===== Source document =====

PZ’s Podcast 98-99.5: Reflections in a Golden Eye, A Night at the Bardo and Got to Have a Hundred

Episode 98: Reflections in a Golden Eye This is a little “onesy” and posits your […]

Mockingbird / 3.12.12

Episode 98: Reflections in a Golden Eye

This is a little “onesy” and posits your current media/avocational/move-television/music-iPod interest as a sort of “true north” of your life, of what’s really going on inside you, and therefore outside you.

What I mean is, the books you like, the TV show you can’t miss, the music you just have to download: those are indicators of what you’re currently looking for — in life, for life, from life.

Two odd and devastating sentences from 20th Century literature tell this story. One is from The Genius and the Goddess (1955) by Aldous Huxley, and the other is from Morning Noon And Night (1968). I’ve wanted to talk about the second one for a long time.

===== Data extract =====

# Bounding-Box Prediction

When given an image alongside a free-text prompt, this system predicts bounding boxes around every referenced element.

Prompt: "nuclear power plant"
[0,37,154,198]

=====

Task set:
**a)** Answer these questions about the podcast post, giving each answer on its own line marked the same way:
(i) What episode number is "Reflections in a Golden Eye"?
(ii) Who wrote The Genius and the Goddess?
(iii) In what year was Morning Noon And Night published?
**b)** Update the podcast post by writing out again the part that opens with the words containing "Mockingbird / 3.12.12" and closes with "life, from life.", and replace "indicators" with "signs" in it.
**c)** Go on with the podcast post from the point where it stops.

Written responses:
**a)**
(i) 98
(ii) Aldous Huxley
(iii) 1968

**b)**
Mockingbird / 3.12.12

Episode 98: Reflections in a Golden Eye

This is a little “onesy” and posits your current media/avocational/move-television/music-iPod interest as a sort of “true north” of your life, of what’s really going on inside you, and therefore outside you.

What I mean is, the books you like, the TV show you can’t miss, the music you just have to download: those are signs of what you’re currently looking for — in life, for life, from life.

**c)**
And yet — and yet — I can find the same truth in “Brandy” by Looking Glass (1972); or your own embodiment of “Brandy” — your “Brandy”! (I sincerely hope it is made of “finest silk, from the north of Spain”.)

Or maybe your enthusiasms are ever changing, as in Style Council’s song, “My Ever Changing Moods” (1983).

In any event, I am talking about your interests, what you’re drawn to. What are they saying? For me personally, “Brandy”, by Looking Glass, would probably sum it all up. Everything.

 

Episode 99: A Night at the Bardo

I had an experience recently that shook me up. It took place on an airplane, and if you had been there, you wouldn’t have seen a thing. But I saw a lot.

What I saw is what young Watson saw in Young Sherlock Holmes (1985): a parade of pastries and cupcakes that once seemed great but were now traveling down my throat to smother me.

Or maybe the experience was like the pre-Reformation paintings you see in European churches, of people gathered around the bed of a dying man, the priest holding up a crucifix and the eucharistic Host, while devils and demons crowd around the bed, doing everything in their power to snatch the good man’s spirit and lead it into Outer Limits.

I guess I learned something about death, even my own. Can I tell you about it?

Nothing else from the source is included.